### [Text provided]
Over the years, every time I have begun to enjoy or appreciate something about our great nation, it has been either replaced with something inferior or abolished for good. Our great British pubs up and down the country are facing the same fate. A staggering 16 pubs closed each week until the end of December last year according to the Campaign for Real Ale (CAMRA). Something should be done as a matter of urgency.
Our pubs are a quintessential part of our national character and way of life. We should be proud of them, nurture them and protect them, for if they are to disappear altogether, we will deeply lament their loss. It should be in the Conservative Party's DNA always to long for the preservation of our pubs – a cornerstone of British culture.
It is not the city centre pubs that are necessarily facing closure. They always benefit from people who pop in for a drink on their way home from work. It is mostly the old fashioned back street and suburban locals that are under threat which are the focal point of so many communities. Not only are they part of our heritage, but they perform an important community function; bringing people together, having a conversation, looking out for one another. These are the characteristics which aid social cohesion.

### [Work task A]
Can you set down the passage on British pubs word for word, starting at "Our pubs are" and ending at "aid social cohesion."?
### [Work task B]
Does the passage on British pubs agree with each of the following statements? Answer yes or no for each and quote the words from the passage that decide it. (i) City centre pubs are the ones mainly facing closure. (ii) According to CAMRA, 16 pubs closed each week until the end of December last year. (iii) Pubs are described as a cornerstone of British culture.

### [Data shown]
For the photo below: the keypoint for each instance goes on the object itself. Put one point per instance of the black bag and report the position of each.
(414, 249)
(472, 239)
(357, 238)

### [Answer A]
Our pubs are a quintessential part of our national character and way of life. We should be proud of them, nurture them and protect them, for if they are to disappear altogether, we will deeply lament their loss. It should be in the Conservative Party's DNA always to long for the preservation of our pubs – a cornerstone of British culture.
It is not the city centre pubs that are necessarily facing closure. They always benefit from people who pop in for a drink on their way home from work. It is mostly the old fashioned back street and suburban locals that are under threat which are the focal point of so many communities. Not only are they part of our heritage, but they perform an important community function; bringing people together, having a conversation, looking out for one another. These are the characteristics which aid social cohesion.

### [Answer B]
(i) No: "It is not the city centre pubs that are necessarily facing closure."
(ii) Yes: "A staggering 16 pubs closed each week until the end of December last year according to the Campaign for Real Ale (CAMRA)."
(iii) Yes: "a cornerstone of British culture"